*DOCUMENT PASSAGE:*
--------------------------------------------------
October Employment Roars Back

 Popular Economics Weekly


Who said the labor shortage is holding back job gains? Not for the moment. It looks like the roaring 2020s are beginning to roar in earnest this fall as we slowly exit the pandemic.

Total nonfarm payroll employment rose by 531,000 in October, and the unemployment rate edged down by 0.2 percentage point to 4.6 percent, the U.S. Bureau of Labor Statistics reported today.

“Job growth was widespread, with notable job gains in leisure and hospitality, in professional and business services, in manufacturing, and in transportation and warehousing. Employment in public education declined over the month.”

People are returning to work, in part because 9 million lost jobless benefits in September as the federal extended unemployment insurance program was terminated.

The government revised the number of new jobs created in September to 312,000 from 194,000, based on new information from the businesses surveyed, said MarketWatch. And the job gains in August were raised to 483,000 from 366,000.

A total of 5.6 million payroll jobs have been created this year to date and average hourly wages have increased 4.6 percent. President Biden touted that these numbers showed that the U.S. now had the fastest job growth in the developed world.

Leisure and Hospitality, Education & Health, and Professional/Business added 320,000 jobs, manufacturing and construction added 104,000 jobs, while governments lost 73,000 jobs (from a loss in public education).

The service sector is roaring back, in other words, as restaurants, hotels, theaters and other companies in the hospitality business created 164,000 new jobs last month.
--------------------------------------------------
*DATA SHOWN:*

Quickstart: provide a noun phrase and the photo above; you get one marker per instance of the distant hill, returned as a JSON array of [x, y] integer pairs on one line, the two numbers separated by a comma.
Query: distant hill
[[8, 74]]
--------------------------------------------------
*WHAT YOU WILL DO:*
1 – According to the October employment article, why are people returning to work? Answer in one to three sentences.
2 – Decide whether each statement agrees with the October employment article, answering yes or no and quoting the words that decide it: (a) The unemployment rate fell to 4.6 percent in October. (b) The count of new jobs created in September was revised downward. (c) Hospitality businesses created 164,000 new jobs last month.
3 – Pick up the October employment article after its last sentence and carry it forward.

*OUTPUTS BY TASK:*
1 – People are returning to work partly because 9 million people lost their jobless benefits in September. Those benefits ended when the federal extended unemployment insurance program was terminated.

2 –
(a) Yes: "the unemployment rate edged down by 0.2 percentage point to 4.6 percent"
(b) No: "The government revised the number of new jobs created in September to 312,000 from 194,000"
(c) Yes: "restaurants, hotels, theaters and other companies in the hospitality business created 164,000 new jobs last month"

3 –
The jump in payroll employment was presaged by a recent poll of senior business executives in service-oriented companies, such as retailers and banks that rebounded to a three-month high of 58.2 from 54.9 in September, IHS Markit said Friday.

A similar survey of manufacturing activity slipped to 59.2 from 60.7, but it was still quite high. Any reading over 50 signals growth and numbers are above 55 are exceptional.

Another reason for the payroll surge is the COVID infection rate continues to decline. This is in part because 70 percent of Americans have been fully vaccinated, a total of 193 million Americans

“The current 7-day moving average of daily new cases (68,793) decreased 7.4% compared with the previous 7-day moving average (74,290). A total of 45,655,635 COVID-19 cases have been reported as of October 27, 2021,” reported the CDC.

And there is reason to believe even more workers will return to their jobs this fall and winter—especially moms as their children return to schools and become vaccinated with the new children’s’ vaccines.

What could dim this optimistic prediction? Very little, in my opinion. The euro area is also roaring back with an annual growth rate of 9 percent last quarter, according to Nobel Laureate Paul Krugman.

And the rest of the world is slowly recovering from the pandemic. It’s really a matter of continuing to vaccinate the unvaccinated worldwide, which means restoring the supply-chains in this deeply interconnected world.

Is there anything that could prevent it from being restored? Maybe another war with…? Let’s hope not.